• _Page excerpt_:
Posted by caaponte on March 30, 2017 in Futuristic Thinking, Junior Year, Mental Health

I find myself having a hard time focusing because I keep thinking about the glorious light at the end of the tunnel that is summer vacation. Three months to spend how I please. Now, I know I will not be able to enjoy it if I do not do well for the next 8 weeks BUT that doesn’t mean I can’t daydream of what life will be like when I can walk outside and see that thing called the sun.

I think it’s good to keep that light at the end of the tunnel in mind because it keeps you motivated and reminds you why you are in college in the first place. Always striving for a better life, a career that will allow you to fund your backpacking trips, and making your mom proud…right?

If you’re anything like me, you have a list of things you want to do as soon as you have more time. On June 1st, applications for dental school open and I plan to get mine out ASAP so that I can relax as I play the waiting game and wait, wait, wait to hear back from the schools I chose to apply to.

Life doesn’t ever necessarily get easier, even during summer vacation. But I think as humans we inherently look where we believe the grass is greener. For me, it’s a time when I’m not taking 22 credits and I am instead cooking with my mom while listening to Andrea Bocelli.

By now it’s evident that none of my thoughts are transitioning well. But what else can you expect from a college student midway through the semester? Don’t worry about me. I just had a nice cup of coffee. Focusing on what is important here – Study hard, enjoy it later.

• _Data excerpt_:
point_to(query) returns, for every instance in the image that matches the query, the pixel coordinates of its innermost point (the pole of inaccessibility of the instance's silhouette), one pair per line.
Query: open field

• _What you are asked to do_:
In the blog post about looking forward to summer vacation, on what date do applications for dental school open? The listing has no connection to the blog post.

• _Result_:
June 1st